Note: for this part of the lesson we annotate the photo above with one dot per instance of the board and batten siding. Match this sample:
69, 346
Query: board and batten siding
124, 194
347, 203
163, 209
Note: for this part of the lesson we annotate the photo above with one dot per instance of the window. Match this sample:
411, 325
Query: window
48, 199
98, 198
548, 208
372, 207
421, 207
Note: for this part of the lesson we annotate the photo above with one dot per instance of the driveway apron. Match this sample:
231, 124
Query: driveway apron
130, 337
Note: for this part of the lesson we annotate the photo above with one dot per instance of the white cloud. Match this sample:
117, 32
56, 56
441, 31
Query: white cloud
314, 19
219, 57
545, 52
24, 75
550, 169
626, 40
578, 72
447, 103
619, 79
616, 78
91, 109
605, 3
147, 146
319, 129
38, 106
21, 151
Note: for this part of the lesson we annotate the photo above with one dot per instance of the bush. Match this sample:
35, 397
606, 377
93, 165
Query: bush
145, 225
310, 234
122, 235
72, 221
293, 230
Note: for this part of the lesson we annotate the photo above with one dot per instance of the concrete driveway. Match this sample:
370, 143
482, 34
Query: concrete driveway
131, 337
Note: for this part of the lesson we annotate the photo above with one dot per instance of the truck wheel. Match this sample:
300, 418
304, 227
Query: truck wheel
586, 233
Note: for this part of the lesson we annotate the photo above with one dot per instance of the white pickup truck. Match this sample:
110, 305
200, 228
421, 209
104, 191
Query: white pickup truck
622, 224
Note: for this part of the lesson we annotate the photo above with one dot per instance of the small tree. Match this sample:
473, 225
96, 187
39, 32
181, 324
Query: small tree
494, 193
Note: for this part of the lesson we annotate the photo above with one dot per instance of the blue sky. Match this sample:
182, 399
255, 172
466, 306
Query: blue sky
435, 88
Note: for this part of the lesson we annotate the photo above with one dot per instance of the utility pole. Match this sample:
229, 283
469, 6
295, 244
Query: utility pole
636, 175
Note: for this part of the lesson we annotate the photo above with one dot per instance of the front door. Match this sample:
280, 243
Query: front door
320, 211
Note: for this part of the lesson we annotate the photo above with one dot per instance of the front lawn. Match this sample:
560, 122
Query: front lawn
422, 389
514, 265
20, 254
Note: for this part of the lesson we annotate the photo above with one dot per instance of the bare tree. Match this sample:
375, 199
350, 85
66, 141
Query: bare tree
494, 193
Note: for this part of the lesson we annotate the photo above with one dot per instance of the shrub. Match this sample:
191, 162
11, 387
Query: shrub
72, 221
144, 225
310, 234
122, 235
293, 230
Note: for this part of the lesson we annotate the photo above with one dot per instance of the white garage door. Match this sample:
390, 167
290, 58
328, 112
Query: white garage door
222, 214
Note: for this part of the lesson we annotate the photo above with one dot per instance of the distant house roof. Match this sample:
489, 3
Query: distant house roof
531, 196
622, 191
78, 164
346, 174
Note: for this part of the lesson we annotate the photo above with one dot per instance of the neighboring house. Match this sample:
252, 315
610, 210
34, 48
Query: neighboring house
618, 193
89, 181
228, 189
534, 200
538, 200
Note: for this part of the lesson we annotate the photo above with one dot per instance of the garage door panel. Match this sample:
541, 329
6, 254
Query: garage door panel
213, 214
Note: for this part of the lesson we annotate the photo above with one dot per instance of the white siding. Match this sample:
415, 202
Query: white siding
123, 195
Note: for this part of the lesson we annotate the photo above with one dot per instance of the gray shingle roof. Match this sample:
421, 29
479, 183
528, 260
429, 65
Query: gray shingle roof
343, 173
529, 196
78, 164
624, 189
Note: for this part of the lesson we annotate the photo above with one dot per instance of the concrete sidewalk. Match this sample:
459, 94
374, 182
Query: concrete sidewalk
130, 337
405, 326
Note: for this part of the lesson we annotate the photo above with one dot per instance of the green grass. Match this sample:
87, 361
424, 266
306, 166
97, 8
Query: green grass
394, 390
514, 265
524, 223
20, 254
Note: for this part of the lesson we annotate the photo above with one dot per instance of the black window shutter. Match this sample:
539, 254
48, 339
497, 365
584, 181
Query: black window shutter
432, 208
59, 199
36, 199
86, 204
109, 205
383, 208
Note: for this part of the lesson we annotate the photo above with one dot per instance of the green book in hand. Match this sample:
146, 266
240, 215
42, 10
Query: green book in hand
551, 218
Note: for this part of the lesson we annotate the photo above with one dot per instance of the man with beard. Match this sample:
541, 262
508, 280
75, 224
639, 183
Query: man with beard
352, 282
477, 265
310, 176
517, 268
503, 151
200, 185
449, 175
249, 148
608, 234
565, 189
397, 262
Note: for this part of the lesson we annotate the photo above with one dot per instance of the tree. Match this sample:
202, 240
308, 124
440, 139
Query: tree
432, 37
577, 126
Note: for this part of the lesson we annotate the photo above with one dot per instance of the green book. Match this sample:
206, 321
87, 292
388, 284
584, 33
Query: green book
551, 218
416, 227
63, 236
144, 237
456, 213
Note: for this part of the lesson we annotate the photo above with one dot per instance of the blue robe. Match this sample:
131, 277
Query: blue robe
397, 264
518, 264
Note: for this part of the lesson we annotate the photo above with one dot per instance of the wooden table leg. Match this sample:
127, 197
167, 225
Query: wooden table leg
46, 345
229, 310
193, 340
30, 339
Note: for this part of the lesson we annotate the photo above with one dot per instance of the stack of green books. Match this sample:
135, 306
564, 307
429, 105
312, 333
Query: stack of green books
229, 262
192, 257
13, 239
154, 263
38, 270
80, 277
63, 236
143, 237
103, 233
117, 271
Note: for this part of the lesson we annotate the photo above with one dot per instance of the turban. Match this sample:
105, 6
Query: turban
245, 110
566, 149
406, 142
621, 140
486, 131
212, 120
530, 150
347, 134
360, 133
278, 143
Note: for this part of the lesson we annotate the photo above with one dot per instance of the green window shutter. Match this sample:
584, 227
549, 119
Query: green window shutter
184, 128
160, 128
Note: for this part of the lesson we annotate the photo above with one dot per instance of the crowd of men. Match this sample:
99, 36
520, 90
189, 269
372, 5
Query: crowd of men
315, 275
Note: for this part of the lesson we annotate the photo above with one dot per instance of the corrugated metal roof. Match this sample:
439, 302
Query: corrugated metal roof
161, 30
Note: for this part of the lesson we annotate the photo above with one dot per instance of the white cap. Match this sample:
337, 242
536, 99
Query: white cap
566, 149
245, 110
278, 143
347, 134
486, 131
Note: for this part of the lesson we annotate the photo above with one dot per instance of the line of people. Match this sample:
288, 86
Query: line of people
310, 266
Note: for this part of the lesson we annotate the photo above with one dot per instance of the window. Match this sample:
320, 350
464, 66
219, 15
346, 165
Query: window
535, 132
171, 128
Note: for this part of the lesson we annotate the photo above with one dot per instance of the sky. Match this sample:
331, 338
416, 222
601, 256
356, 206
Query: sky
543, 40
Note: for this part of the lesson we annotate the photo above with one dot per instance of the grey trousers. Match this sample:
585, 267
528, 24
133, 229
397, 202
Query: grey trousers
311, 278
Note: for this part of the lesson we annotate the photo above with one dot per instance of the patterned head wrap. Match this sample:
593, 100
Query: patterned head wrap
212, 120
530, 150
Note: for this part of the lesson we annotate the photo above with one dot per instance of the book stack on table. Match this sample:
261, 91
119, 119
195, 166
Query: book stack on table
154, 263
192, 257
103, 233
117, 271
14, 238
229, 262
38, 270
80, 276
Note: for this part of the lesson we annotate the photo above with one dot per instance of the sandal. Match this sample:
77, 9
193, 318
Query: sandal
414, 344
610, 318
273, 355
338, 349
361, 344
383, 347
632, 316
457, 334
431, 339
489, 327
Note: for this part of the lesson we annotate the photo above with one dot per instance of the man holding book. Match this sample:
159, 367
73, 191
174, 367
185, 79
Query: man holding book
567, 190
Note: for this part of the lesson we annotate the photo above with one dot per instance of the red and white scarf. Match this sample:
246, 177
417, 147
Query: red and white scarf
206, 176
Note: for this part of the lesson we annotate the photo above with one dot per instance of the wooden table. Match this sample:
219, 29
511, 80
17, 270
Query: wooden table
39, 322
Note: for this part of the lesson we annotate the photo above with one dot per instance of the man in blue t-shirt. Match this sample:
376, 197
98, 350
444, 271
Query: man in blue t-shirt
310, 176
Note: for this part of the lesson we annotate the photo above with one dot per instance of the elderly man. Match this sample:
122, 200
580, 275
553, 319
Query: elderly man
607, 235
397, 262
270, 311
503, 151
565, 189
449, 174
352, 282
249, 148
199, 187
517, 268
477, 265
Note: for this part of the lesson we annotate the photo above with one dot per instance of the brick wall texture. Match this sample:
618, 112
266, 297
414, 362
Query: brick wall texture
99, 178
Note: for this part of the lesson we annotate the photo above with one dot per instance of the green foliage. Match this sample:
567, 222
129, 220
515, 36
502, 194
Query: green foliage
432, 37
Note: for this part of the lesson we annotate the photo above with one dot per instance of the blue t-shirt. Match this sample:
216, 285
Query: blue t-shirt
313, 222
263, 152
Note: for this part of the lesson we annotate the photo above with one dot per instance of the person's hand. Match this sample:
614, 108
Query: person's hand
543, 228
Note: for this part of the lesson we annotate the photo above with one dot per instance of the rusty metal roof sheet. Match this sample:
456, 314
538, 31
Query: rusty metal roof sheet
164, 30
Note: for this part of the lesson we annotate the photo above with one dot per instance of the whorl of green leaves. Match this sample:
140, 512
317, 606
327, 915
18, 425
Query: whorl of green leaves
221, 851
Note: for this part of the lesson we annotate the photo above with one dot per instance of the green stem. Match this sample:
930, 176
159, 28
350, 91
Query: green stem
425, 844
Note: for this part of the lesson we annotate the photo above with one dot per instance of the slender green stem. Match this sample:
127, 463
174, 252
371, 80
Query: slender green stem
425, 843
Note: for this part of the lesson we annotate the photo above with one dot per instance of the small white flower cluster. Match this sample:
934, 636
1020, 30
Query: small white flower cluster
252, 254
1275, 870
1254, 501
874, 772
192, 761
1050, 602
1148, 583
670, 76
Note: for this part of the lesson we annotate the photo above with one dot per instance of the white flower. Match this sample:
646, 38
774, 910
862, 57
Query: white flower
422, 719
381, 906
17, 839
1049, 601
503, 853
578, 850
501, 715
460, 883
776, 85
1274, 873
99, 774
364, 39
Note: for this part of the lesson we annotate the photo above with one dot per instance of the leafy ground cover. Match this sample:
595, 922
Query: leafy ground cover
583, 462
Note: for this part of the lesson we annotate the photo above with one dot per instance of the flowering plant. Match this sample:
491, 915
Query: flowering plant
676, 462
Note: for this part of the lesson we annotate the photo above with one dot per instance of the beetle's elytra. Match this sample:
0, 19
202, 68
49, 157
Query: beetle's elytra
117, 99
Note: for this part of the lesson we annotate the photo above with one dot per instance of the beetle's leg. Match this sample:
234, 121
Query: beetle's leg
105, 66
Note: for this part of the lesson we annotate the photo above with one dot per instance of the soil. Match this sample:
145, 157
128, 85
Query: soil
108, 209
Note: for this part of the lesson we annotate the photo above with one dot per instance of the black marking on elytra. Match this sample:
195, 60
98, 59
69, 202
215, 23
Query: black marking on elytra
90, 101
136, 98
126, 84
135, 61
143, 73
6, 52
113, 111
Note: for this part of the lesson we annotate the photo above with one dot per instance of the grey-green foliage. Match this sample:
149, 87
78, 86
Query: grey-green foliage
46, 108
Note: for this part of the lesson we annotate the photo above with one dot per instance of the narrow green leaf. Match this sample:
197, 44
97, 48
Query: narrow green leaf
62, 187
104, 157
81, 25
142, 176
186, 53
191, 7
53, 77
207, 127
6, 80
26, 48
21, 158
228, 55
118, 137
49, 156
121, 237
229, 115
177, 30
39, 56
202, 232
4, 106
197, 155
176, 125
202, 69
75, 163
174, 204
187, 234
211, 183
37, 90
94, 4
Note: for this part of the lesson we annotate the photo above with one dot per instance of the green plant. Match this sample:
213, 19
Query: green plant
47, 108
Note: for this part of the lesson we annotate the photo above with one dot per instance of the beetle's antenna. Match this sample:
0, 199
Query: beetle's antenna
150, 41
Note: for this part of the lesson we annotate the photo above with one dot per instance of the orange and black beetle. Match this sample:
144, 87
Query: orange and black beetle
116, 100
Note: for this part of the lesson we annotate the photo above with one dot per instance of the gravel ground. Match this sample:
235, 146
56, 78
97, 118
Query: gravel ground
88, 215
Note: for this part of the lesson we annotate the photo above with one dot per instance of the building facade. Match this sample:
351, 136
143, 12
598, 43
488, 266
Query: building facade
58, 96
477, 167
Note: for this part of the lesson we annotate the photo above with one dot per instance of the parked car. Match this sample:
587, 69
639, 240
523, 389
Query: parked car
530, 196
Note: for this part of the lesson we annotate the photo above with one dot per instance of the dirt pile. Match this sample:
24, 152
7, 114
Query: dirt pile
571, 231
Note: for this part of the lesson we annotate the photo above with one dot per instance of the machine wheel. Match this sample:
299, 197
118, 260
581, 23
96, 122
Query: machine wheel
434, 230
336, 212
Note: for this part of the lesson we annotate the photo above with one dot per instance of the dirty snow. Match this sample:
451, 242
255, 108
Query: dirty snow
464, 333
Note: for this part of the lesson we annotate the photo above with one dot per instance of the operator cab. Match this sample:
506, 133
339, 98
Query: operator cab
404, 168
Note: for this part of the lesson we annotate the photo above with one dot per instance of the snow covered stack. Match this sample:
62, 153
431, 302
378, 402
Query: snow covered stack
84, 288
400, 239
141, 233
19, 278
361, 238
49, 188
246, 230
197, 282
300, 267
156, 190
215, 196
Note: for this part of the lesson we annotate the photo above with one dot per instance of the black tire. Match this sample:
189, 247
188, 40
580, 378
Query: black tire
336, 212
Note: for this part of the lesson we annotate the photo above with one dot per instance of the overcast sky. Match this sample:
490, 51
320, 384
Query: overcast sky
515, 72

§ WHAT TO PRODUCE: Print only the lines from the one with "of the dirty" to the end of the records, both included.

§ TASK OUTPUT:
Note: for this part of the lesson we annotate the photo above with one dot per instance of the dirty snow. Match this sample:
451, 242
255, 108
Query: dirty snow
464, 333
Note: for this part of the lesson we annotate the photo above with one dot per instance of the operator cab. Match this sample:
506, 133
339, 98
Query: operator cab
404, 168
Note: for this part of the lesson we annotate the photo above with one dot per instance of the snow covered stack. Match this sample:
62, 153
431, 302
378, 402
Query: snow covered stack
84, 288
400, 239
141, 233
19, 278
361, 238
49, 188
246, 230
197, 282
300, 267
156, 190
215, 196
Note: for this part of the lesson we annotate the photo above with one dot per instance of the black tire. Match this sample:
189, 247
188, 40
580, 378
Query: black tire
336, 212
Note: for this part of the lesson we annotate the photo above with one dot per instance of the overcast sky. Match this sample:
490, 51
320, 384
Query: overcast sky
515, 72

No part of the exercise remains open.